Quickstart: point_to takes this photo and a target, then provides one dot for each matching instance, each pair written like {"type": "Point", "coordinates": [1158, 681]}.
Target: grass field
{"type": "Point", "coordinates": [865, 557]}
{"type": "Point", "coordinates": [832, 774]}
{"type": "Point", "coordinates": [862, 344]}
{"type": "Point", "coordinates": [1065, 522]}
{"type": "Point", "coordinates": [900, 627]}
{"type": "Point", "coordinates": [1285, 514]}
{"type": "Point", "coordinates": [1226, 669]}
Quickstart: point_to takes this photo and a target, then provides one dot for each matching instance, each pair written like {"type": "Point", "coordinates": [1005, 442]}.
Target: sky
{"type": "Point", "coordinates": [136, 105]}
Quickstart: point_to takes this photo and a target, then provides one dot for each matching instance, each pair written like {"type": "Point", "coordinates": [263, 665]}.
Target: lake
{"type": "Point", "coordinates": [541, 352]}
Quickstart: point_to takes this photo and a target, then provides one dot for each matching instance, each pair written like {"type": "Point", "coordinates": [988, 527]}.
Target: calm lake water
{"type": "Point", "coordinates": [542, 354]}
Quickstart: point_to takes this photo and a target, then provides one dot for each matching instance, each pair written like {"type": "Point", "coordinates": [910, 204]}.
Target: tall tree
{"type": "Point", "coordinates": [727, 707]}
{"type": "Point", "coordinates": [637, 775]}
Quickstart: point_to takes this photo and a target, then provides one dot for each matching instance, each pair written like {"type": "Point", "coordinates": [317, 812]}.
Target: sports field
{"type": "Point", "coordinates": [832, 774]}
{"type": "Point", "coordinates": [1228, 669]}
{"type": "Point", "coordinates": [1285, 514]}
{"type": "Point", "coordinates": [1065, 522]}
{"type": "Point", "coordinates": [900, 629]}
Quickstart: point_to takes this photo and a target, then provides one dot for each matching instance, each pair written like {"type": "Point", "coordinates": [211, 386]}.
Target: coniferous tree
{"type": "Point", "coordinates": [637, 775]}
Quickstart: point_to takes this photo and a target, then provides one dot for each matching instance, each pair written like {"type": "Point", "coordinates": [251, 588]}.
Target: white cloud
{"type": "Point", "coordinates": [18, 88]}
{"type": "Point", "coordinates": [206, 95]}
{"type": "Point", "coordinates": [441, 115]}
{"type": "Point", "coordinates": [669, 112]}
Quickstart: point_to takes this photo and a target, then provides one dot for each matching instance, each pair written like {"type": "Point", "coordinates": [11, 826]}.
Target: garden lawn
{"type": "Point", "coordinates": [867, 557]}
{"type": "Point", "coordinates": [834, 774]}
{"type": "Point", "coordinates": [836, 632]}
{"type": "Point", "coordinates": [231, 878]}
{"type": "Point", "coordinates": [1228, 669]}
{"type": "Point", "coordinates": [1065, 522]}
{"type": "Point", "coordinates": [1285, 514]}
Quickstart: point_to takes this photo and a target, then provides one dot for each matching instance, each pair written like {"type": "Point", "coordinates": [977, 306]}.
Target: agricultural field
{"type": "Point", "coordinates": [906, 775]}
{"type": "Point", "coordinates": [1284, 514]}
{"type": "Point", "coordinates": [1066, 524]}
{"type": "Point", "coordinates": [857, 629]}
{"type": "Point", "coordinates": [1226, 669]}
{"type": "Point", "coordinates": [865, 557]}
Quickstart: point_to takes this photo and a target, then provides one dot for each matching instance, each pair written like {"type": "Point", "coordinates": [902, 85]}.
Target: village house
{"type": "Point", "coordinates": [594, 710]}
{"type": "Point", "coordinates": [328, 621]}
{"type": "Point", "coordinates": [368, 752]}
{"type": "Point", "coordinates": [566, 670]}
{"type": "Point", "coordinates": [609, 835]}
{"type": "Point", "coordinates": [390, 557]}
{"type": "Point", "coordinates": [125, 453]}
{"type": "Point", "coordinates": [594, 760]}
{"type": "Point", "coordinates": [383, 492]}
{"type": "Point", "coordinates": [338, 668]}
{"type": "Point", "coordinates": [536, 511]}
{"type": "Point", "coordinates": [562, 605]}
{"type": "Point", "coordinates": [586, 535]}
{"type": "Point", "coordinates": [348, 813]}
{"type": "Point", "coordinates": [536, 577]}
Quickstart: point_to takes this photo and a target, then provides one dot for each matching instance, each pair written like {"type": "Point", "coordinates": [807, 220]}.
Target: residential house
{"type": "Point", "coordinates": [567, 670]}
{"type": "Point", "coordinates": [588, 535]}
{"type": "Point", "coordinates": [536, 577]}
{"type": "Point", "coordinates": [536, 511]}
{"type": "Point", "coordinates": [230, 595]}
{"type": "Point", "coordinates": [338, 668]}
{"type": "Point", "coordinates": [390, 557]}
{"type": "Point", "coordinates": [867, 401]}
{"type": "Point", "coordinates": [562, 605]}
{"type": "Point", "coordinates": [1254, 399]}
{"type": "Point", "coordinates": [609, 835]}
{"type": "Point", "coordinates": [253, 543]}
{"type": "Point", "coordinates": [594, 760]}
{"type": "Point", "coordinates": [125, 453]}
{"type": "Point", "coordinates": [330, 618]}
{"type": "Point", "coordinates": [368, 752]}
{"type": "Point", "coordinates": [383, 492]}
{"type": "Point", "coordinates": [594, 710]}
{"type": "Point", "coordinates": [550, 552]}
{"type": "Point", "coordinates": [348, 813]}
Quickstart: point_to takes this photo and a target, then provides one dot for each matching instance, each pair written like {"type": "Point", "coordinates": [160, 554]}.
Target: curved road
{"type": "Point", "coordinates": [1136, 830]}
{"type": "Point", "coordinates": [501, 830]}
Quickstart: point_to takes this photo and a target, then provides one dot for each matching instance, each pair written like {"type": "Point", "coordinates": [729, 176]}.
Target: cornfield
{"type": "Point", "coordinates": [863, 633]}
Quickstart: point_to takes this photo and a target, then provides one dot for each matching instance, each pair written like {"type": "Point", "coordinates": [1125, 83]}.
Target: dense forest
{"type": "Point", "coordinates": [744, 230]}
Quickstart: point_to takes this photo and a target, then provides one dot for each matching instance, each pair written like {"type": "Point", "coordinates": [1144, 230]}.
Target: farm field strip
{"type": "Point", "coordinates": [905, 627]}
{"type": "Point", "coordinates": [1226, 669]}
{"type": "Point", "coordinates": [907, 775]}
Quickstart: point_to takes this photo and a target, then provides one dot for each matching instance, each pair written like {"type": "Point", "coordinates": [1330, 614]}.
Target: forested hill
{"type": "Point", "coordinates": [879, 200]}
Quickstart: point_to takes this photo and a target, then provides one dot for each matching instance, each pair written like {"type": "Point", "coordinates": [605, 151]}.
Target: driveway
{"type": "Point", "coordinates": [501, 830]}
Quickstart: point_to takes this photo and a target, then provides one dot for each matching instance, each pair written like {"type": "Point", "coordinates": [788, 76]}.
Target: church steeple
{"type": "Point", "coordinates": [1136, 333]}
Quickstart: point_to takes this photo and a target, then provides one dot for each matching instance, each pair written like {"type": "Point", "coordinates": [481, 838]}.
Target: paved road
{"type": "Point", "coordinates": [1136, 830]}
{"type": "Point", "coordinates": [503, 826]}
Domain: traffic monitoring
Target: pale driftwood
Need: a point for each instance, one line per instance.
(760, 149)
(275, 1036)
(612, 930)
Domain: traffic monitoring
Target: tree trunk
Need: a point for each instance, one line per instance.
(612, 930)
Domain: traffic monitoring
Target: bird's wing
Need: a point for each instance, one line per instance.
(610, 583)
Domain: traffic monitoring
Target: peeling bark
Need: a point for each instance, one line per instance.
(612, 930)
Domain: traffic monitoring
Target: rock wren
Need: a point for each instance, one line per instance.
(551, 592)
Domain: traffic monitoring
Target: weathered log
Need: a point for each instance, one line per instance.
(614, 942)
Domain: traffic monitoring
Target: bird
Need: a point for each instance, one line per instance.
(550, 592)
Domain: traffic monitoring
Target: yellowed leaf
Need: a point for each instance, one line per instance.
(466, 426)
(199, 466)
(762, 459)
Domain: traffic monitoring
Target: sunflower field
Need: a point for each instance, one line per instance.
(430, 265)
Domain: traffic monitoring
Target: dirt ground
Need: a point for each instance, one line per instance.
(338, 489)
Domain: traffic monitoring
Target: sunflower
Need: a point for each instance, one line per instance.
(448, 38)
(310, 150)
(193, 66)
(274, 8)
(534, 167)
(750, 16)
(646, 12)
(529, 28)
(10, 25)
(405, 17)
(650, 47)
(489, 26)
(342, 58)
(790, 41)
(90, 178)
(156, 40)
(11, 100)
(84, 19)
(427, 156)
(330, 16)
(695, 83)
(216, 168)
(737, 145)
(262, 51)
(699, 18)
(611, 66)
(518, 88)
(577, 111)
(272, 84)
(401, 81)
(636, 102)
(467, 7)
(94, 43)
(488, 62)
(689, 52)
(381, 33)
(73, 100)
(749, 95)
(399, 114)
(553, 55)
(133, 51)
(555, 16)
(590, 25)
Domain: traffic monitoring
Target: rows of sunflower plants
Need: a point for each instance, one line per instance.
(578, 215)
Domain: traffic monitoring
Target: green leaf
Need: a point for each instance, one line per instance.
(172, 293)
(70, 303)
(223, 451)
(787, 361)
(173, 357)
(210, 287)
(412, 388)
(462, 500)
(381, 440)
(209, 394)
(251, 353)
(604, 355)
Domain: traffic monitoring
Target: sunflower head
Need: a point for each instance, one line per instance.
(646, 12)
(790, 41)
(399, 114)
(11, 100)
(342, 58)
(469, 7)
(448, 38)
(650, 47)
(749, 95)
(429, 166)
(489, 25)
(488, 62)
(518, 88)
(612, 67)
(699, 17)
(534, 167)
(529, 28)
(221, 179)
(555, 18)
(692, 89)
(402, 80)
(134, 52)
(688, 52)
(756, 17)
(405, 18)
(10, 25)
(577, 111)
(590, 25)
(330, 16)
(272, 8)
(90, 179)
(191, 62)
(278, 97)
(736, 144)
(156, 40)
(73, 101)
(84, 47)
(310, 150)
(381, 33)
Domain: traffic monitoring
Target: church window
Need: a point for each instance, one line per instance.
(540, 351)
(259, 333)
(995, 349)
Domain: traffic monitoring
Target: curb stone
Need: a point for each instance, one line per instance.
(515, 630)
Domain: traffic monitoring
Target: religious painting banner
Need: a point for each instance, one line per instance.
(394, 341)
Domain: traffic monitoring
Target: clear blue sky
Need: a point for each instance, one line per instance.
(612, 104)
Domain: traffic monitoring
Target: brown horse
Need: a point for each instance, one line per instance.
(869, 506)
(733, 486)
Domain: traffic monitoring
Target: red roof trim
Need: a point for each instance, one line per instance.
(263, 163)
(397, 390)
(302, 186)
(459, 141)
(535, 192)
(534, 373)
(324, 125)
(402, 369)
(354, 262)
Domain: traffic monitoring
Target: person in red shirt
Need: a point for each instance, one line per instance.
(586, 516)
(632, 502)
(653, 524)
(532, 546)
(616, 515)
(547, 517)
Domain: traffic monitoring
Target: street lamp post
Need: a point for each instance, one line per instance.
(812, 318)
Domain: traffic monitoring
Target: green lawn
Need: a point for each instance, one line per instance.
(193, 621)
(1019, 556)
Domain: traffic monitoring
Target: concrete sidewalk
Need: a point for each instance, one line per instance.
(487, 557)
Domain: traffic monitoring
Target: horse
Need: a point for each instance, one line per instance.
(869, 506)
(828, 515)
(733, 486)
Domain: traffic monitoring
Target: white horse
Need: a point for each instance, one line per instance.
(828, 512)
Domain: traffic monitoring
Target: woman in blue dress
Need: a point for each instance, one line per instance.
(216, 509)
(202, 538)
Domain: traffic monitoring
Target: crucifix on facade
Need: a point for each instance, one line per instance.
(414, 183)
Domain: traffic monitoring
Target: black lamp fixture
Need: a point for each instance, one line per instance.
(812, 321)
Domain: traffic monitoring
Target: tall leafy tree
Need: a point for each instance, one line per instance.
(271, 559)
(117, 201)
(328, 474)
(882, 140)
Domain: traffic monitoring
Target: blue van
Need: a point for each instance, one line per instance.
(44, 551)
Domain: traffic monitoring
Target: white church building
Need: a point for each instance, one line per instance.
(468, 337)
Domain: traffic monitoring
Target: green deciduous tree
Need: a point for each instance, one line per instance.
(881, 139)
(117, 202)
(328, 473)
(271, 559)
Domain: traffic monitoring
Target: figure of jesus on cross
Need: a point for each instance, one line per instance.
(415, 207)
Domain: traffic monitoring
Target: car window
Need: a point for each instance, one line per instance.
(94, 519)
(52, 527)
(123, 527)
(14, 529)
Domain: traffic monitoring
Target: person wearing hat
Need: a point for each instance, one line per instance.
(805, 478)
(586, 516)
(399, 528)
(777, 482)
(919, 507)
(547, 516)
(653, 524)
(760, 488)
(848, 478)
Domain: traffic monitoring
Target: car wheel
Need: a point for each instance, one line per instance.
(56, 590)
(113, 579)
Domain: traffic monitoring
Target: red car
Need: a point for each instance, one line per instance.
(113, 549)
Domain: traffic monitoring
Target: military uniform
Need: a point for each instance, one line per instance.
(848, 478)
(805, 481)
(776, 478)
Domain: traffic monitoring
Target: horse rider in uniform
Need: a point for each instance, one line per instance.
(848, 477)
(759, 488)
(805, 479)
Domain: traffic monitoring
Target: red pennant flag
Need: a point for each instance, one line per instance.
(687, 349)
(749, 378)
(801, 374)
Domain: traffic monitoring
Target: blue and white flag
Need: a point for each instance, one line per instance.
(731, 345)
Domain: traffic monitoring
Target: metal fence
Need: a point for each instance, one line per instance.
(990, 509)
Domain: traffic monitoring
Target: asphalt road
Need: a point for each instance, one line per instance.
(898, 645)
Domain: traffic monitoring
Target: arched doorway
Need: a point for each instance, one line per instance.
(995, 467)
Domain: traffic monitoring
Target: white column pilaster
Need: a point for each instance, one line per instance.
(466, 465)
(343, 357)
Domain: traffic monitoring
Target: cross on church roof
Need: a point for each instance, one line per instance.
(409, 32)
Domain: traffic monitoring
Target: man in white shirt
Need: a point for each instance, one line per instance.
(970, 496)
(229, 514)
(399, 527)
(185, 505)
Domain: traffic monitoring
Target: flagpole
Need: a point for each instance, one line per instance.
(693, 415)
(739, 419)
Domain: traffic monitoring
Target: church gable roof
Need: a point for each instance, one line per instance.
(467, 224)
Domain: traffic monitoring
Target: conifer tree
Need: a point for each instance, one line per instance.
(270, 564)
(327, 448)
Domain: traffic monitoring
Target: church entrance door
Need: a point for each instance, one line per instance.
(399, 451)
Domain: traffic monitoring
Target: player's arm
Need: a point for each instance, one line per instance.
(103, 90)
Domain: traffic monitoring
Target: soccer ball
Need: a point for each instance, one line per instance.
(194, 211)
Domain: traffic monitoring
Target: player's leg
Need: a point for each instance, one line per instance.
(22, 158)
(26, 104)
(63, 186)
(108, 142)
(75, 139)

§ WHAT THE EXERCISE ASKS: Please count the lines in the records above that contain the string "white", with case counting, and reply with only that number.

§ WRITTEN SOLUTION: 6